Supplied material:
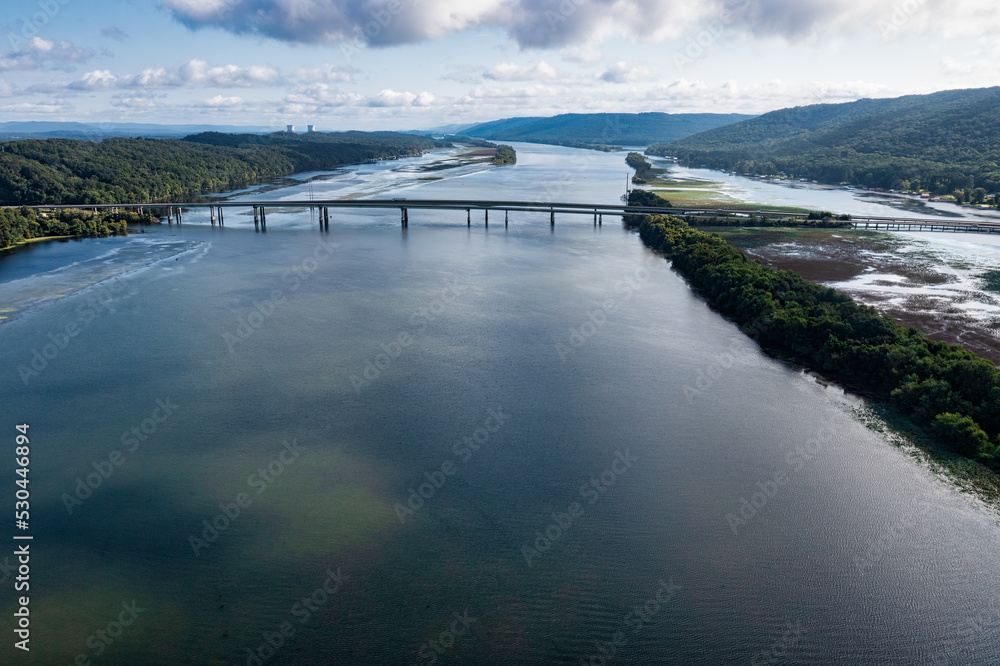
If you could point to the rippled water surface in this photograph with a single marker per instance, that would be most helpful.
(457, 446)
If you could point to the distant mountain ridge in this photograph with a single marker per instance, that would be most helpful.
(942, 142)
(628, 129)
(40, 129)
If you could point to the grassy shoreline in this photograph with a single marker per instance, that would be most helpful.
(27, 241)
(951, 395)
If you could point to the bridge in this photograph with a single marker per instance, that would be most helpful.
(217, 210)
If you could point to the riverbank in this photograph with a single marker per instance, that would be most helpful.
(18, 225)
(694, 192)
(35, 240)
(945, 295)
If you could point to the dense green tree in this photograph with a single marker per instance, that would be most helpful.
(950, 392)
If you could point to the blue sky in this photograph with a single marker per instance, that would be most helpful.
(400, 64)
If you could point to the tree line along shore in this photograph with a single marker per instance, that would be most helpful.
(949, 393)
(125, 170)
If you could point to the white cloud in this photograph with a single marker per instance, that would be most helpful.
(38, 52)
(115, 33)
(567, 24)
(392, 98)
(32, 108)
(507, 71)
(219, 101)
(96, 80)
(139, 102)
(193, 73)
(622, 72)
(198, 72)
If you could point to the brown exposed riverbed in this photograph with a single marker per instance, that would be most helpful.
(933, 287)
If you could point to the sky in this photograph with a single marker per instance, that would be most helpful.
(413, 64)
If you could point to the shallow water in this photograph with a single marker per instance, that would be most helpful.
(593, 456)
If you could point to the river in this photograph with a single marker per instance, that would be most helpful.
(445, 445)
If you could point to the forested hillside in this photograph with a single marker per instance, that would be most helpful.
(123, 170)
(628, 129)
(940, 143)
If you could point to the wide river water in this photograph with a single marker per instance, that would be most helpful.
(445, 445)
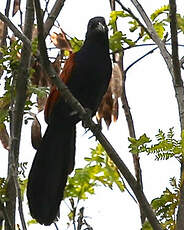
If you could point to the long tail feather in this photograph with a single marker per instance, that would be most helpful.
(53, 162)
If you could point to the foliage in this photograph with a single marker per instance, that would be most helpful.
(99, 170)
(165, 148)
(165, 206)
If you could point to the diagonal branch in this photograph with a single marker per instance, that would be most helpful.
(154, 36)
(66, 94)
(53, 15)
(129, 118)
(16, 31)
(16, 117)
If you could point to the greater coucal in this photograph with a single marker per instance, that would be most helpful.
(86, 73)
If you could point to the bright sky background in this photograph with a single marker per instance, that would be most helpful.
(153, 106)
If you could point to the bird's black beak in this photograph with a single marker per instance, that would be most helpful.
(100, 27)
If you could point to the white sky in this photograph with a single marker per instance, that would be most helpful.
(153, 106)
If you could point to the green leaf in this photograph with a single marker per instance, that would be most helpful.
(159, 11)
(76, 44)
(100, 170)
(114, 16)
(159, 28)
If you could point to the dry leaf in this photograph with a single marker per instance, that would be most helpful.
(16, 7)
(4, 136)
(60, 41)
(36, 136)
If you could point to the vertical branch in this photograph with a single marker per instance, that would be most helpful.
(17, 116)
(180, 92)
(138, 172)
(53, 15)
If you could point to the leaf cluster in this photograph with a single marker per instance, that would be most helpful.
(100, 170)
(165, 206)
(166, 146)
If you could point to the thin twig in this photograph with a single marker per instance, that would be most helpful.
(133, 16)
(17, 114)
(179, 84)
(154, 36)
(16, 31)
(71, 100)
(52, 16)
(5, 215)
(128, 115)
(140, 58)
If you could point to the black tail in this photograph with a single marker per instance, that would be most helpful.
(47, 179)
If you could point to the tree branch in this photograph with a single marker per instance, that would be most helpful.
(128, 115)
(134, 17)
(66, 94)
(17, 113)
(178, 83)
(52, 16)
(154, 36)
(16, 31)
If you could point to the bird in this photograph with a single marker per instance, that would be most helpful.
(87, 74)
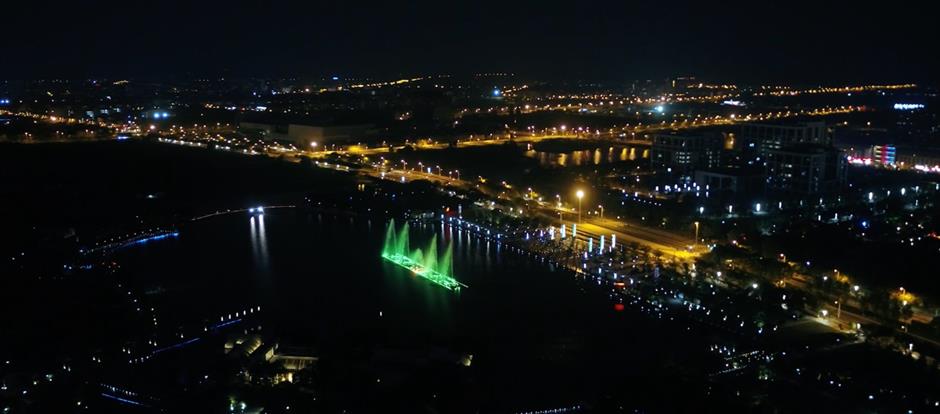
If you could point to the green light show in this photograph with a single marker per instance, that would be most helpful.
(427, 264)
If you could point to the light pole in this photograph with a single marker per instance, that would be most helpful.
(580, 195)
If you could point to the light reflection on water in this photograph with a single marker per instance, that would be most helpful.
(587, 157)
(321, 281)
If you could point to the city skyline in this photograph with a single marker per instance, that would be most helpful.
(800, 42)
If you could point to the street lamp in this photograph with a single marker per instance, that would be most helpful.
(580, 195)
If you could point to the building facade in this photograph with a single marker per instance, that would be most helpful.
(761, 138)
(805, 169)
(683, 154)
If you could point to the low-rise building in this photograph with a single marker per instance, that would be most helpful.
(682, 154)
(805, 169)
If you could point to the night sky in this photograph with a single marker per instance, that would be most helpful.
(760, 41)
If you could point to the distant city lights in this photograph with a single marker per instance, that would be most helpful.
(908, 107)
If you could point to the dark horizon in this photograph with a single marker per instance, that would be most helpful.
(810, 43)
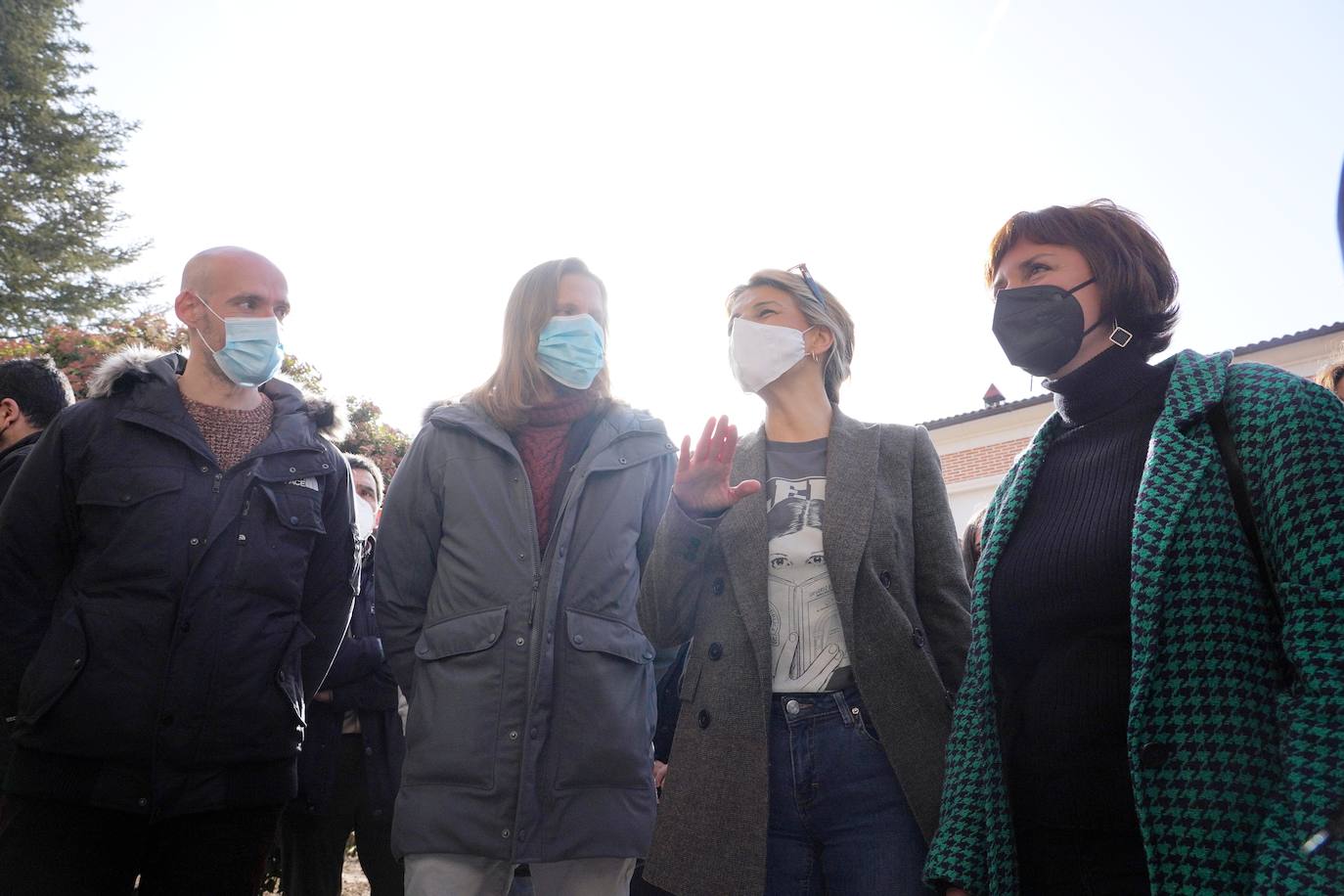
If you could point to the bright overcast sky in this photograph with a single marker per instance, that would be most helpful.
(406, 162)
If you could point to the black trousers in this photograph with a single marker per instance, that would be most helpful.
(47, 848)
(315, 845)
(1081, 863)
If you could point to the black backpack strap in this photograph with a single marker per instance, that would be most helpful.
(1242, 500)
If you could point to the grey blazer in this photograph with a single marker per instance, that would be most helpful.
(899, 583)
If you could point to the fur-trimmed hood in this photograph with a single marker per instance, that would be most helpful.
(140, 363)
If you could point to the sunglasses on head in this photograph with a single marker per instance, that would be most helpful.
(812, 284)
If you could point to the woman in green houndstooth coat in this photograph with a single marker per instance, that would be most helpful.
(1150, 702)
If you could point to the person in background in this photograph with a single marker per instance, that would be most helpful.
(668, 709)
(829, 612)
(509, 564)
(32, 391)
(1332, 378)
(352, 755)
(970, 542)
(1154, 696)
(179, 564)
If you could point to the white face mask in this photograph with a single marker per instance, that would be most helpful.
(761, 353)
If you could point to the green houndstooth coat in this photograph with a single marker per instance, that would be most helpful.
(1230, 770)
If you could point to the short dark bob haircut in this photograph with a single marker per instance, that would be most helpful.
(1136, 278)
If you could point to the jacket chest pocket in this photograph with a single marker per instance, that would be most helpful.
(124, 516)
(277, 529)
(603, 723)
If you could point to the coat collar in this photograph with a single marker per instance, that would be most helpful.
(1181, 461)
(852, 450)
(155, 402)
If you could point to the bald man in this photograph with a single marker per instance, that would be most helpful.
(178, 561)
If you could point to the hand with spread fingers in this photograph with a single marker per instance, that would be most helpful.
(701, 475)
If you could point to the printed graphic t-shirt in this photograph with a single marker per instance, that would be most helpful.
(807, 641)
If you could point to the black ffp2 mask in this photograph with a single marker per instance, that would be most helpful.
(1041, 328)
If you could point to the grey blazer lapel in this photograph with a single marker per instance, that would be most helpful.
(742, 533)
(851, 484)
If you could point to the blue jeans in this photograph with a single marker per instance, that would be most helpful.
(839, 823)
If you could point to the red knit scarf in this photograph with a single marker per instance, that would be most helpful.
(541, 443)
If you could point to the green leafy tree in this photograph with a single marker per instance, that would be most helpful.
(57, 156)
(370, 435)
(79, 351)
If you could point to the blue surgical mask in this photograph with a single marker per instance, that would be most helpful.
(252, 352)
(571, 349)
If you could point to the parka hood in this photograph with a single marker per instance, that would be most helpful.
(141, 364)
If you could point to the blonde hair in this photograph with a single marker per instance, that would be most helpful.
(832, 316)
(519, 381)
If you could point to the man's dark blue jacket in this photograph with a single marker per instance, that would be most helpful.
(360, 680)
(165, 619)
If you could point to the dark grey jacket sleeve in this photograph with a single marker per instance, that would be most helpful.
(408, 553)
(674, 576)
(941, 590)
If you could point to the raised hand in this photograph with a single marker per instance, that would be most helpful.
(701, 475)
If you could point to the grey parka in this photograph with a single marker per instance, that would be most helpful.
(530, 681)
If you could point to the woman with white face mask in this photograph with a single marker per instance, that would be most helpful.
(818, 571)
(509, 568)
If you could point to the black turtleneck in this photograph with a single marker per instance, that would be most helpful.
(1059, 602)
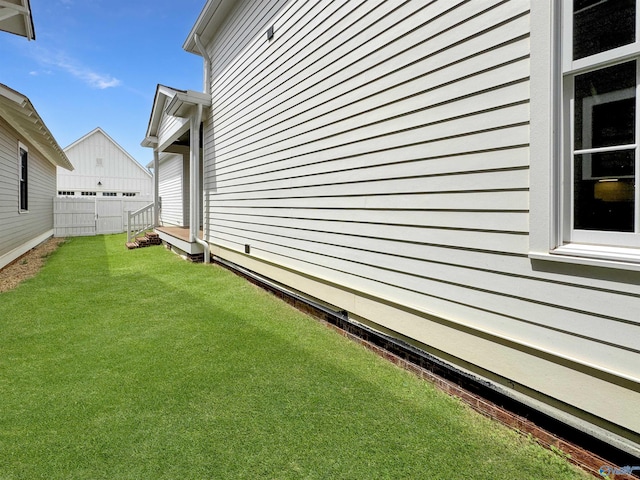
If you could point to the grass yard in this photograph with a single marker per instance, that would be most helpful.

Brief: Write the lines from the line containing "If you could point to the grey parka" through the last line of the data out again exactly, and only those lines; pictures stay out.

Solution to this exercise:
If you could point to the grey parka in this photograph with a single marker per instance, that would be most helpful.
(530, 681)
If you could point to the woman with white face mask in this photograph with a single marker per instance, that would be most helpful.
(818, 571)
(509, 568)
If you could point to the black turtleneck in this photograph with a single marker per instance, that would be most helpful.
(1059, 602)
If you could point to the grass yard in this photograph with a single marker per instance, that would be most helpful.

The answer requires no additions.